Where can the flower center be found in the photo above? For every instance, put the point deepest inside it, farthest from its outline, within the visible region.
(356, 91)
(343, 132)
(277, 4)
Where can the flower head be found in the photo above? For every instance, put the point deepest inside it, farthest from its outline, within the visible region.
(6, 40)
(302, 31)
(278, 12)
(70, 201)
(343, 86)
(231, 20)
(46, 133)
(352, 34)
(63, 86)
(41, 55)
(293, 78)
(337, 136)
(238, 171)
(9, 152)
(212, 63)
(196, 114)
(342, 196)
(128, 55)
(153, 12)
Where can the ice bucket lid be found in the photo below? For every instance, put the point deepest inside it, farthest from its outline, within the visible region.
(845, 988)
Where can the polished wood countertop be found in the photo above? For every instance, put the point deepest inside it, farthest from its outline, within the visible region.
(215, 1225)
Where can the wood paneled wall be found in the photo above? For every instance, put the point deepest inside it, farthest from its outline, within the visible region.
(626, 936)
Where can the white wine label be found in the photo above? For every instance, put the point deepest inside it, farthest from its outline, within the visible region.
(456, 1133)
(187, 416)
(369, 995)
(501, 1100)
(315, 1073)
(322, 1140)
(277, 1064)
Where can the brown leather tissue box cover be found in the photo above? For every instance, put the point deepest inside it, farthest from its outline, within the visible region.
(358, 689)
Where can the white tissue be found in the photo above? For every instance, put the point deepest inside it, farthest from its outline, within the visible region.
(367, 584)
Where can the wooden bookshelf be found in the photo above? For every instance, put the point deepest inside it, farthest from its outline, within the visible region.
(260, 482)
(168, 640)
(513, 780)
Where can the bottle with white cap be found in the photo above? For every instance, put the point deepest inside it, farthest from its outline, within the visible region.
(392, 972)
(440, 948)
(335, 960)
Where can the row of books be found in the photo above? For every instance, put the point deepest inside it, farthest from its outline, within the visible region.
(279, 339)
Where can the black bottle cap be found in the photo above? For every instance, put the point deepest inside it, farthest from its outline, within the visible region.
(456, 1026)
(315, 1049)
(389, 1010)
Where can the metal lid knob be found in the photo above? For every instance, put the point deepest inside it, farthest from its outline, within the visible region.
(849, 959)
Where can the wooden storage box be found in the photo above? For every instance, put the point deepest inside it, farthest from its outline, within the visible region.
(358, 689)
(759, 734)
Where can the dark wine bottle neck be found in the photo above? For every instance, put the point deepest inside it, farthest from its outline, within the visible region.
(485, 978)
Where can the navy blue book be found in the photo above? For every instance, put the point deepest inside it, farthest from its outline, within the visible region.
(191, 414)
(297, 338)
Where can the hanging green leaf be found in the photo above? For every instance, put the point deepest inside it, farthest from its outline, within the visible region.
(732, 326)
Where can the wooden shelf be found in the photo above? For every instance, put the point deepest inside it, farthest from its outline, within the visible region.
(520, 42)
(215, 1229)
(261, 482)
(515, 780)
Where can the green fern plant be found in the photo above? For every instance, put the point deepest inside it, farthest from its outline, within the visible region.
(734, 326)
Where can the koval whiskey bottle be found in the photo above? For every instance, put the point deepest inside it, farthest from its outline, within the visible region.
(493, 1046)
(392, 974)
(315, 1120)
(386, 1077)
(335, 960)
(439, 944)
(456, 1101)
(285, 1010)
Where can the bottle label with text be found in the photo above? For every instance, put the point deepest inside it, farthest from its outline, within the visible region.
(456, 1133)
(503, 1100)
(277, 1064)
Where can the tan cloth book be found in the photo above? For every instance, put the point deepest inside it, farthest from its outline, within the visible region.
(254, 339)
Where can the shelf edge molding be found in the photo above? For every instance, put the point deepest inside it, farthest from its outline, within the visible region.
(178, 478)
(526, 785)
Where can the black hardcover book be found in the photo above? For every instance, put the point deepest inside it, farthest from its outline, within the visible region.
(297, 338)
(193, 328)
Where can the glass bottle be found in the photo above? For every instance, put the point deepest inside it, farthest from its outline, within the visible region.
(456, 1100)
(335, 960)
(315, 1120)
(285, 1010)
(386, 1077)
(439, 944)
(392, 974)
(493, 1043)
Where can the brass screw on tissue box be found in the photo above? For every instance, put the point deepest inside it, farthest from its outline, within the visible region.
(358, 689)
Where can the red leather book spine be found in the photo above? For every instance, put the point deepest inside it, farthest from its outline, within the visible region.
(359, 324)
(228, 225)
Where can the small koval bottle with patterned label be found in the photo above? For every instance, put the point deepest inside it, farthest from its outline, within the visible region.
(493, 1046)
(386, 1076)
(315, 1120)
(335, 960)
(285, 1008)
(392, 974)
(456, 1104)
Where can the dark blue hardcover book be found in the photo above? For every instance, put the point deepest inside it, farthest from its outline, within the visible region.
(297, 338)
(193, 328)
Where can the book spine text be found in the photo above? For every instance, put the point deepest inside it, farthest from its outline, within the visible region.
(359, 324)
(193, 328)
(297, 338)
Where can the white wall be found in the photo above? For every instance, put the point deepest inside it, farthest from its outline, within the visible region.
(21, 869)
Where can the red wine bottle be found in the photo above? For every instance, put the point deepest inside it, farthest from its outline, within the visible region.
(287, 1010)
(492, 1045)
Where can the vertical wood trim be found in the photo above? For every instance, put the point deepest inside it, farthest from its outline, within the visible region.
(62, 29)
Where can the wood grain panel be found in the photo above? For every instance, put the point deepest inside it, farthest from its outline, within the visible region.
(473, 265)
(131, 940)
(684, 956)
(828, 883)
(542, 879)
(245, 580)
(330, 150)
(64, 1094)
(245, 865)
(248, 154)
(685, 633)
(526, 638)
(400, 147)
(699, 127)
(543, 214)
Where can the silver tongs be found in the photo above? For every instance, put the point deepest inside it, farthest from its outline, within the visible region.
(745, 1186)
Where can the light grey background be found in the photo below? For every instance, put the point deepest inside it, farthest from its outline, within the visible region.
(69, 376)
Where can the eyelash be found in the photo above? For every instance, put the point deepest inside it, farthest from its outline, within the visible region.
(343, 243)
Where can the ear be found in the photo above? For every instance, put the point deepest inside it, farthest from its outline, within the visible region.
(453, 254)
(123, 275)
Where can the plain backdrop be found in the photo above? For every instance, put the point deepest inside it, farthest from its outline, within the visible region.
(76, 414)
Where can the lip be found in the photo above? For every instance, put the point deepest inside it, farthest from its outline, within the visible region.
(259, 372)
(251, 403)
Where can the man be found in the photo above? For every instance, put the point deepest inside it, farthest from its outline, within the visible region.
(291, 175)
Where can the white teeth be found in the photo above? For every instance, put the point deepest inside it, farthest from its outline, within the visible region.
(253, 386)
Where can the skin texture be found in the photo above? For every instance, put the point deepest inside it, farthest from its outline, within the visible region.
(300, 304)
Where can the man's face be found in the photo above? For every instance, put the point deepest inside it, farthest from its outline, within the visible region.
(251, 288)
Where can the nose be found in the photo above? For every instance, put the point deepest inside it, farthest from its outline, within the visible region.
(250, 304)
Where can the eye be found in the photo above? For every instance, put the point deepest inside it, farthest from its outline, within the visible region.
──────────
__Directions for this task__: Each entry is to be retyped exactly as it appears.

__Output of the task__:
Where can the flower center be found in the photo above? For every instance, put the point deepest inside it, farthest from its outline, within the visible region.
(356, 91)
(343, 132)
(277, 4)
Where can the flower head be found in the photo above? For every instance, put the point deepest inside it, farthest from its outline, within the visible region.
(6, 40)
(302, 31)
(278, 12)
(70, 201)
(343, 86)
(231, 20)
(46, 133)
(352, 34)
(63, 86)
(41, 55)
(293, 78)
(337, 136)
(238, 171)
(9, 152)
(212, 63)
(196, 114)
(342, 196)
(128, 55)
(153, 12)
Where can the ice bucket lid be found in the photo below? For every instance, put the point deepest inside it, farthest from its outline, within the visible region.
(845, 988)
Where can the polished wood countertop be found in the photo above? For every instance, put the point deepest inside it, farthest from its outline, within the visible region.
(215, 1225)
Where can the wood paneled wall be found in the photo above? For every instance, put the point deepest inside it, farthest from its outline, within the visible region.
(626, 936)
Where can the white wine label be found in the photo above? For every instance, put the point deepest inside it, farthest from its outline, within the visible region.
(456, 1133)
(187, 416)
(369, 995)
(501, 1100)
(315, 1073)
(322, 1140)
(277, 1064)
Where can the brown leather tissue box cover be found in the photo above? For every instance, put the point deepest inside it, farthest from its outline, within the visible region.
(358, 689)
Where can the white tissue be found in the photo above? For every instance, put the point deepest inside it, farthest from its outline, within the visible region.
(367, 584)
Where can the wooden bookshelf be found in the photo above? For every instance, put the point deepest inside it, farthest from its outline, within the visible region.
(260, 482)
(168, 640)
(513, 780)
Where can the bottle with white cap be found in the photo above? For every instance, put the point deepest inside it, farthest from its outline, within the visible region.
(392, 972)
(440, 948)
(335, 960)
Where can the row of books be found in the photo above? For every instance, put the point deepest inside it, farthest from its outline, within the visible region.
(279, 339)
Where can the black bottle cap be found in the photo above? For every instance, put the point deepest inside it, farthest from its outline, within the visible region.
(456, 1026)
(315, 1049)
(389, 1010)
Where can the metal lid knob be found in the photo above? For every instance, put the point deepest inside it, farthest from its outline, within the visible region.
(849, 959)
Where can the wooden storage box be found in the photo above? For every instance, put the point deepest inside it, farthest from its outline, within the visible region.
(358, 689)
(759, 734)
Where can the dark wine bottle neck be found in the photo above? For every instance, put the point deepest inside it, farthest from its outline, within the visible region.
(485, 978)
Where can the navy blue book be found in the photo above? For every instance, put the point deepest inside it, farthest from its outline, within the visible region.
(191, 414)
(297, 338)
Where can the hanging green leaf be found in the photo above? For every instance, put the point deepest inside it, farthest from its outline, within the visible region.
(732, 326)
Where can the wooden shelf be found in the photo above? For every instance, put the point deepest inside it, farthest from its outline, within the visible region.
(520, 42)
(215, 1229)
(261, 482)
(515, 780)
Where can the green fern plant be found in the photo above? For every instance, put the point deepest inside it, farthest from its outline, within the visible region.
(734, 326)
Where can the koval whiskey bottle be found in the photo above? For every instance, put the point deepest inside it, farthest from its outline, within the visible region.
(493, 1046)
(392, 974)
(315, 1120)
(386, 1077)
(335, 960)
(439, 944)
(456, 1101)
(285, 1010)
Where can the bottle label with text be found in the photo above? For every instance, put the point deepest inside it, farthest from its outline, within the visible region.
(456, 1133)
(503, 1100)
(277, 1064)
Where can the tan cloth book be found in the photo above? For every instance, put the point deepest inside it, farthest from its outline, within the visible region.
(254, 339)
Where can the shelf edge molding be found in the photo above? For every instance, put the point deepest inside it, farthest from its outline, within the visible region.
(178, 478)
(526, 785)
Where can the black hardcover book be found in the photo above? For every instance, put the point deepest inside it, farthest from its outline, within the visible region.
(297, 338)
(193, 328)
Where can the glass bottle be found in the photo above? For every instance, put the point deepest inside it, farthest from its outline, within the visible region.
(456, 1100)
(335, 960)
(315, 1120)
(285, 1010)
(386, 1077)
(439, 944)
(392, 974)
(493, 1043)
Where can the brass screw on tissue box be found in the photo above? For every instance, put the point deepest inside it, farthest from its outline, within the visible region.
(358, 689)
Where can the red leather book spine be found in the photo above? For every instance, put the point deepest inside it, farthest from its outline, within the visible region.
(359, 324)
(228, 225)
Where can the small koval bottle with patterned label be found in the photo above? For every instance, put the point deepest inside it, farthest from its outline, within the visible region.
(493, 1046)
(386, 1076)
(315, 1120)
(335, 960)
(285, 1008)
(392, 974)
(456, 1104)
Where can the dark blue hardcover book be found in the photo above? For every instance, put the point deepest inside it, farthest from its outline, within the visible region.
(297, 338)
(193, 328)
Where can the book spine text be found in the photo above? For every instance, put the point deepest inside it, farthest from its outline, within the visible region.
(359, 324)
(193, 328)
(297, 338)
Where can the white wall be found in the photo above? For every instance, put the point deepest inside it, farthest from its outline, within the visible region.
(21, 869)
Where can the red wine bottle be found in the photo above? For every instance, put the point deepest inside it, farthest from its outline, within the visible region.
(287, 1010)
(492, 1045)
Where can the vertical wood trim be found in the photo above? For every instance, put the point deepest inside it, farthest from its outline, within the visible region.
(62, 29)
Where can the wood grain panel be found in the photo above? For every instance, put the point deepest inside it, farthest from its outline, within the visible region.
(473, 265)
(131, 940)
(684, 956)
(828, 883)
(542, 879)
(245, 580)
(330, 150)
(64, 1094)
(245, 865)
(248, 154)
(685, 633)
(526, 638)
(400, 147)
(699, 127)
(543, 214)
Where can the silver tongs be found in the photo above? For every instance, put the point deepest inside it, farthest from its outline, within the visible region.
(745, 1186)
Where can the light grey background be found in the photo below? For every instance, put the point deepest inside it, farthest from its outline, within the visible region.
(69, 376)
Where can the eyelash be found in the photo above? For every instance, put the point deepest inside it, farthest from its outline, within the visible region.
(343, 243)
Where can the ear be found in the photo above? For every instance, put the point deepest inside it, farthest from its outline, within the visible region.
(453, 254)
(123, 275)
Where can the plain backdrop be found in the photo above? For every instance, put the point deepest inside it, farthest from its outline, within the visible region.
(76, 414)
Where can the lip be found in the photo above? For every instance, put the point deepest inside it, farthest from its outline, within the visible region.
(259, 372)
(251, 403)
Where can the man be found in the photo above? For every instance, put the point deepest inside it, farthest from its outline, within the visible region.
(291, 175)
Where can the white teeth be found in the photo above? For every instance, put the point deepest inside it, farthest from its outline, within the visible region.
(253, 386)
Where can the skin texture be found in the photo above? For every instance, put the point deepest inside it, farthest from its outline, within the visible region.
(300, 304)
Where can the man's face be found in the photo above? For every instance, put the point deepest inside it, farthest from its outline, within the visible region.
(251, 288)
Where can the nose be found in the photo above? For every instance, put the point deepest inside it, farthest from its outline, within the visible region.
(250, 304)
Where can the eye be found in the photo above? For every instance, put the point deepest inside it, farthest from its outline, within the visible region.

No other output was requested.